» EXTRACTED DATA:
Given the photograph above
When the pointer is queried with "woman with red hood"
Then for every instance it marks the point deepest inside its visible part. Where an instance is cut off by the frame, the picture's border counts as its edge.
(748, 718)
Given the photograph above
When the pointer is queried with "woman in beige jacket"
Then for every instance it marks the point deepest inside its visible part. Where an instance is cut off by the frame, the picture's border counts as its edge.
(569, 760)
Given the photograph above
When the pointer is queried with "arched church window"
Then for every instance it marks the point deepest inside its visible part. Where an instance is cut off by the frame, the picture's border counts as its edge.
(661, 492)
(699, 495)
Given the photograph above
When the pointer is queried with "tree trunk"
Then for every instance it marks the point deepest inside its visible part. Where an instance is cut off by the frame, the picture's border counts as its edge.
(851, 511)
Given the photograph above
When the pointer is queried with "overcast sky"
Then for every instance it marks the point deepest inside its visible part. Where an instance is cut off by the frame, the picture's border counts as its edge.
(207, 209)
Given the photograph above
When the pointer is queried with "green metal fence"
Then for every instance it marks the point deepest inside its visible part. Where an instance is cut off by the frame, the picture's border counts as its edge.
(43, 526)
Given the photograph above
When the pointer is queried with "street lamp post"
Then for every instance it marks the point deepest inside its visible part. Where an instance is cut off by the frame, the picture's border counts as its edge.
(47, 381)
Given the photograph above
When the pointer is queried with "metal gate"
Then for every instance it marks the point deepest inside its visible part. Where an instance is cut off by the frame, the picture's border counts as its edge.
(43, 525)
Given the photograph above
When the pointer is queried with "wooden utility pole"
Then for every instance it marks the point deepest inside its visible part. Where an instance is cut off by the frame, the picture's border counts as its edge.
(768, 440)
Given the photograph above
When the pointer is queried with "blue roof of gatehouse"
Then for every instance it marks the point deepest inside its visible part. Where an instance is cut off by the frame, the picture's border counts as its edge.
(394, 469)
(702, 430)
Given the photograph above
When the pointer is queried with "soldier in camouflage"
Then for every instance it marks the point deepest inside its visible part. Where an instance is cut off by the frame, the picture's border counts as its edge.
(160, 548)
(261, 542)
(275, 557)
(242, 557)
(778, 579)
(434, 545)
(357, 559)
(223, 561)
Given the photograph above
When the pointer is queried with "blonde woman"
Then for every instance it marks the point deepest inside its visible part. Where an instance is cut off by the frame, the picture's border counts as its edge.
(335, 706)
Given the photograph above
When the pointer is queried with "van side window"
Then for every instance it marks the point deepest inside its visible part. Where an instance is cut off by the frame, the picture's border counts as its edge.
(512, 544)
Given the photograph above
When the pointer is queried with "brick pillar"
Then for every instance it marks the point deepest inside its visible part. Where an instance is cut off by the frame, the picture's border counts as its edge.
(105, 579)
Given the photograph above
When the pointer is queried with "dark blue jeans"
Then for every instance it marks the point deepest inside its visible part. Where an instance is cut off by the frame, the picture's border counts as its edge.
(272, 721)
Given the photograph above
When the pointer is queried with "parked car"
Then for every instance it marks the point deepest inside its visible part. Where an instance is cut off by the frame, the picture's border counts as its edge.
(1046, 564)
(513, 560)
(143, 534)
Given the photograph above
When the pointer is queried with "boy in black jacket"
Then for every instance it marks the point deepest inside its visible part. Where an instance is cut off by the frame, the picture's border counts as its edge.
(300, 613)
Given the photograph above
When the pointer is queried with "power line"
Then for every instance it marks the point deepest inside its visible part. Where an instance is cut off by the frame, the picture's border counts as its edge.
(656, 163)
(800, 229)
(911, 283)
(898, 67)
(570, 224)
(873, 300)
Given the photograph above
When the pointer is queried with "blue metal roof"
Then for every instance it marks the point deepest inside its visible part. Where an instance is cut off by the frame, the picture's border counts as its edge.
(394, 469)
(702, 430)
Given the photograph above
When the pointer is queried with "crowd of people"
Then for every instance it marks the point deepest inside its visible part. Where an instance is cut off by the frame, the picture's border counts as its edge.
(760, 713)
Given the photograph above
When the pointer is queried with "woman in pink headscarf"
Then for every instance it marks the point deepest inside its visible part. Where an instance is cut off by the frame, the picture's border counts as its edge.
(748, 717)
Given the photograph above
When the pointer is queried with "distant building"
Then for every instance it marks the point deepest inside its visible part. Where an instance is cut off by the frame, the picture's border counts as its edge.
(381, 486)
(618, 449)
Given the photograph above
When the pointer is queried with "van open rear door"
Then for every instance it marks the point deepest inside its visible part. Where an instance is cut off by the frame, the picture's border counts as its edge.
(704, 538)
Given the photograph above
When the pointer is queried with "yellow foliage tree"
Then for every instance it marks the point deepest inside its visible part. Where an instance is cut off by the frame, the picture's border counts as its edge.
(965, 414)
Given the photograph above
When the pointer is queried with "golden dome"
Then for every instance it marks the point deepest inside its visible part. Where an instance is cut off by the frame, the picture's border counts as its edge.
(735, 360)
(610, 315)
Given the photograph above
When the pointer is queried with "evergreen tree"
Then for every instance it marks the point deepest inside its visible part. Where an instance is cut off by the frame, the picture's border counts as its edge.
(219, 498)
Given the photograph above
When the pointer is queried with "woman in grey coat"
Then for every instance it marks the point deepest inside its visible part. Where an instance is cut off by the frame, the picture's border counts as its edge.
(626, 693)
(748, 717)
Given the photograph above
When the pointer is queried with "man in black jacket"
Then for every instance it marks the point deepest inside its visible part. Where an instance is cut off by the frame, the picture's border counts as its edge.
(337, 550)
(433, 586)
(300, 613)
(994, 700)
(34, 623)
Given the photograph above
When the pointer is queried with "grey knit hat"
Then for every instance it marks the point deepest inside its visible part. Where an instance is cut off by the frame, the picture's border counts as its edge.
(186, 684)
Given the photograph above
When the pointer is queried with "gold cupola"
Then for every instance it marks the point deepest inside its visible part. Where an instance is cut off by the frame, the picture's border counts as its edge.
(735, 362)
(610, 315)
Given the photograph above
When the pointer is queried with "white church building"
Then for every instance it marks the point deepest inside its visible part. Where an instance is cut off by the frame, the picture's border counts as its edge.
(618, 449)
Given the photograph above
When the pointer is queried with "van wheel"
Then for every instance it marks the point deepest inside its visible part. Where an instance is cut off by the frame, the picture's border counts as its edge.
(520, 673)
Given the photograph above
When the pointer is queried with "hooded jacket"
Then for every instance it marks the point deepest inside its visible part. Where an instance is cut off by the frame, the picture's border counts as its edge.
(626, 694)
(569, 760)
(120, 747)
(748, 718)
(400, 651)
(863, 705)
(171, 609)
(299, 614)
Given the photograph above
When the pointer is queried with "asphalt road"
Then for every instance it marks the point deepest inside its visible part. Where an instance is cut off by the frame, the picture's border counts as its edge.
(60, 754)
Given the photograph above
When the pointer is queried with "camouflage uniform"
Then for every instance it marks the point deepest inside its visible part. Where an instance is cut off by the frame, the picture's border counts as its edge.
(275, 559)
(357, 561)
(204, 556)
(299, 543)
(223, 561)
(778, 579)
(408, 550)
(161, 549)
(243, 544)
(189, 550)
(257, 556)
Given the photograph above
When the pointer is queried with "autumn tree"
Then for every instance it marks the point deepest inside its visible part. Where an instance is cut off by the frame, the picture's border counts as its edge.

» WHAT YOU NEED TO DO: Above are some records. Copy each of their lines that holds the string "black".

» EXERCISE OUTPUT:
When the pointer is queried with "boy in black jacket"
When the pointer is queried with "man in black jacket"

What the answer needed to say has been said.